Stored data
++++++++
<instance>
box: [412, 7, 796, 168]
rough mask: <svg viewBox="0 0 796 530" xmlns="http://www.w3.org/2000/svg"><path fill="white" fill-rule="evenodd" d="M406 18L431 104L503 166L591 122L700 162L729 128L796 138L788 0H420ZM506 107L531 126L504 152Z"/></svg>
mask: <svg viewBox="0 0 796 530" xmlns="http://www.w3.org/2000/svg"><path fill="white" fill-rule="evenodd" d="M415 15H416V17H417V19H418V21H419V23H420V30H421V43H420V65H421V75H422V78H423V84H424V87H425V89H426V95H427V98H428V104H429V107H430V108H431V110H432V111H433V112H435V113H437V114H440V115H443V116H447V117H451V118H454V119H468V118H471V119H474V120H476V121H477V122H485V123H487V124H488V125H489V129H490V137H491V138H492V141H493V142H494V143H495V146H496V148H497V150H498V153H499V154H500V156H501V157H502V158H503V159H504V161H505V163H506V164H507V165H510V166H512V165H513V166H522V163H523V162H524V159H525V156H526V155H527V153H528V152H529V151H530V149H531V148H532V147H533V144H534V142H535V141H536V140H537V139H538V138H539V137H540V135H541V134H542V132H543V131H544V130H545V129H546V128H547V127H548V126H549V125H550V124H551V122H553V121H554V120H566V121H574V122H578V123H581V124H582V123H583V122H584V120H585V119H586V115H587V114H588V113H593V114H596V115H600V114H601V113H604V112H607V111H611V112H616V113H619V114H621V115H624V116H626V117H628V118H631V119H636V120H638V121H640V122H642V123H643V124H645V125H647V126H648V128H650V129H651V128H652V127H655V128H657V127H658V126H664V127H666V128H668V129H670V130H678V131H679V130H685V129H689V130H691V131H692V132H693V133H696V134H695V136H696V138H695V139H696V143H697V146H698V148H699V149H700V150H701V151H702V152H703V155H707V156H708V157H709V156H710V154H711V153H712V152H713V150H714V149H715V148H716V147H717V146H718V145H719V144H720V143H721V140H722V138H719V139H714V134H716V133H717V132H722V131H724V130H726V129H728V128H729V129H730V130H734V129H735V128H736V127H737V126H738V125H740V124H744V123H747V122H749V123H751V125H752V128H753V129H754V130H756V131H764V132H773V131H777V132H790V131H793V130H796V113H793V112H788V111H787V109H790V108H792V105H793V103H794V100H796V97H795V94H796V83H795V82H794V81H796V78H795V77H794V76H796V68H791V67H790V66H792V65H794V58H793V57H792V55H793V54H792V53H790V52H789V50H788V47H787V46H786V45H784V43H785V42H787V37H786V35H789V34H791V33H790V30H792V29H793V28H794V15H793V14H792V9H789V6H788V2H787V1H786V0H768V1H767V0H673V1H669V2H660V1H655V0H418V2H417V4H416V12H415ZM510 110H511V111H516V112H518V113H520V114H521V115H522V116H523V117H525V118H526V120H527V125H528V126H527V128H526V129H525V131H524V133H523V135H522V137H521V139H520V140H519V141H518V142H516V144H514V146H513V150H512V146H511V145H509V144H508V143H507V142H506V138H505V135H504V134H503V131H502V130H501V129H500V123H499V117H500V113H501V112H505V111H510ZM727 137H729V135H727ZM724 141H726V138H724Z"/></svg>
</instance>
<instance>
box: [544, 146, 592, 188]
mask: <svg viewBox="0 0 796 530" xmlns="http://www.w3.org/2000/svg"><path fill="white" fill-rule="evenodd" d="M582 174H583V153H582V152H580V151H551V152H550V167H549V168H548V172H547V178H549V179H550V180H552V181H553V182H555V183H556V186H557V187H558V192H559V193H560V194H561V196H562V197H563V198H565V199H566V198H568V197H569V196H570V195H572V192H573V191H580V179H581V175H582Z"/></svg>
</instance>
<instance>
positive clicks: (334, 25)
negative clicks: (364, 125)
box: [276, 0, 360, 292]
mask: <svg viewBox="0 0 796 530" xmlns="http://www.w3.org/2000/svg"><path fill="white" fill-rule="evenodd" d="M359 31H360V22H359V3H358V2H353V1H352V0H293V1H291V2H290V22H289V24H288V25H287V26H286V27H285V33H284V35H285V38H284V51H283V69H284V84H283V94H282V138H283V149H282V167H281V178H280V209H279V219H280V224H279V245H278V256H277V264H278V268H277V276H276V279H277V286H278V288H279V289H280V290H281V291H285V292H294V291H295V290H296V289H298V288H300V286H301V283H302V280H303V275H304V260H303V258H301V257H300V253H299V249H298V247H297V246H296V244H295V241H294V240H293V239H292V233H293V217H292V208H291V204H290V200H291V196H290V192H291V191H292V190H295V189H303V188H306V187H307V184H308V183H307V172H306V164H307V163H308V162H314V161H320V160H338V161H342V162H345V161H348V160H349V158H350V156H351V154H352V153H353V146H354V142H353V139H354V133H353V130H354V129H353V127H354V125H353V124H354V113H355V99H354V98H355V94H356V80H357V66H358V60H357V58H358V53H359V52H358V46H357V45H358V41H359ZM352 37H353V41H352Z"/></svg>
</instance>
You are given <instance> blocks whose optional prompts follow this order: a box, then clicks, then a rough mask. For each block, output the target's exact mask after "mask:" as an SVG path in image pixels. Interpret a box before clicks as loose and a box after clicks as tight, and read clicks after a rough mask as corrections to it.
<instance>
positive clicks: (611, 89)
++++++++
Task details
Return all of the entries exactly as written.

Response to the exercise
<instance>
box: [412, 7, 796, 168]
rough mask: <svg viewBox="0 0 796 530" xmlns="http://www.w3.org/2000/svg"><path fill="white" fill-rule="evenodd" d="M406 18L431 104L503 166L591 122L700 162L729 128L796 138L788 0H420ZM506 107L531 126L504 152Z"/></svg>
mask: <svg viewBox="0 0 796 530" xmlns="http://www.w3.org/2000/svg"><path fill="white" fill-rule="evenodd" d="M415 15H416V17H417V19H418V21H419V23H420V30H421V43H420V65H421V75H422V78H423V84H424V87H425V89H426V95H427V98H428V104H429V107H430V108H431V110H432V111H433V112H435V113H437V114H440V115H443V116H447V117H451V118H454V119H468V118H471V119H474V120H476V121H477V122H485V123H487V124H488V125H489V129H490V137H491V138H492V141H493V142H494V143H495V146H496V148H497V150H498V153H499V154H500V156H501V157H502V158H503V159H504V161H505V163H506V164H507V165H510V166H512V165H513V166H522V163H523V162H524V159H525V156H526V155H527V153H528V152H529V151H530V149H531V148H532V147H533V144H534V142H535V141H536V140H537V139H538V138H539V137H540V135H541V134H542V132H543V131H544V130H545V129H546V128H547V127H548V126H549V125H550V124H551V122H553V121H554V120H566V121H574V122H578V123H581V124H582V123H583V122H584V120H585V119H586V115H587V114H588V113H593V114H596V115H600V114H601V113H604V112H607V111H611V112H616V113H619V114H621V115H624V116H626V117H628V118H631V119H636V120H638V121H640V122H642V123H643V124H645V125H647V126H648V128H650V129H651V128H652V127H655V128H657V127H658V126H664V127H666V128H668V129H670V130H678V131H679V130H685V129H689V130H691V131H692V132H693V133H696V134H695V136H696V138H695V139H696V143H697V146H698V148H699V149H700V150H701V151H702V152H703V155H707V156H708V157H709V156H710V154H711V153H712V152H713V150H714V149H715V148H716V147H717V146H718V145H719V144H720V143H721V140H722V138H719V139H714V134H716V133H717V132H722V131H724V130H726V129H728V128H729V129H730V130H734V129H735V128H736V127H737V126H738V125H740V124H744V123H747V122H749V123H751V125H752V128H753V129H754V130H756V131H764V132H773V131H777V132H790V131H793V130H796V113H793V112H788V111H787V109H790V108H792V105H793V103H794V100H796V97H795V94H796V83H795V82H794V81H796V78H795V77H794V76H796V68H791V67H790V66H792V65H794V58H793V57H792V55H793V54H792V53H790V52H789V50H788V47H787V46H786V45H784V43H785V42H787V37H786V35H789V34H791V33H790V30H792V29H793V28H794V15H793V14H792V9H789V6H788V2H787V1H786V0H768V1H767V0H673V1H669V2H660V1H655V0H418V2H417V4H416V12H415ZM510 110H511V111H516V112H518V113H520V114H521V115H522V116H523V117H525V118H526V120H527V125H528V126H527V128H526V129H525V131H524V133H523V135H522V137H521V139H520V140H519V141H518V142H516V144H514V146H513V150H512V146H511V145H509V144H508V143H507V142H506V138H505V135H504V134H503V131H502V130H501V129H500V123H499V117H500V113H501V112H505V111H510ZM727 137H729V135H727ZM724 141H726V138H724Z"/></svg>
</instance>
<instance>
box: [544, 146, 592, 188]
mask: <svg viewBox="0 0 796 530" xmlns="http://www.w3.org/2000/svg"><path fill="white" fill-rule="evenodd" d="M582 174H583V153H582V152H580V151H551V152H550V167H549V168H548V172H547V178H549V179H550V180H552V181H553V182H555V183H556V186H557V187H558V192H559V193H560V194H561V196H562V197H563V198H565V199H566V198H568V197H569V196H570V195H572V192H573V191H580V179H581V175H582Z"/></svg>
</instance>
<instance>
positive clicks: (334, 25)
negative clicks: (364, 125)
box: [276, 0, 360, 292]
mask: <svg viewBox="0 0 796 530" xmlns="http://www.w3.org/2000/svg"><path fill="white" fill-rule="evenodd" d="M359 31H360V22H359V3H358V2H353V1H352V0H293V1H291V2H290V22H289V24H288V25H287V26H286V27H285V33H284V35H285V38H284V51H283V69H284V84H283V94H282V138H283V149H282V167H281V178H280V209H279V219H280V224H279V245H278V256H277V264H278V268H277V276H276V279H277V286H278V288H279V289H280V290H281V291H285V292H294V291H295V290H296V289H298V288H300V286H301V283H302V280H303V275H304V260H303V258H301V257H300V253H299V249H298V247H297V246H296V244H295V241H294V240H293V239H292V233H293V217H292V208H291V204H290V200H291V196H290V192H291V191H292V190H295V189H303V188H306V187H307V184H308V183H307V172H306V164H307V163H308V162H314V161H320V160H338V161H342V162H345V161H348V160H349V158H350V156H351V154H352V153H353V146H354V142H353V139H354V133H353V130H354V129H353V127H354V125H353V124H354V113H355V99H354V98H355V94H356V80H357V66H358V60H357V58H358V53H359V52H358V46H357V45H358V41H359ZM352 37H353V41H352Z"/></svg>
</instance>
You are given <instance> blocks whose optional prompts follow this order: a box, then clicks, then a rough mask. For each block, output the target's exact mask after "mask:" as an SVG path in image pixels. Interpret a box before clicks as loose and a box after clicks as tight, and read clicks after a rough mask as corrections to it.
<instance>
positive clicks: (611, 89)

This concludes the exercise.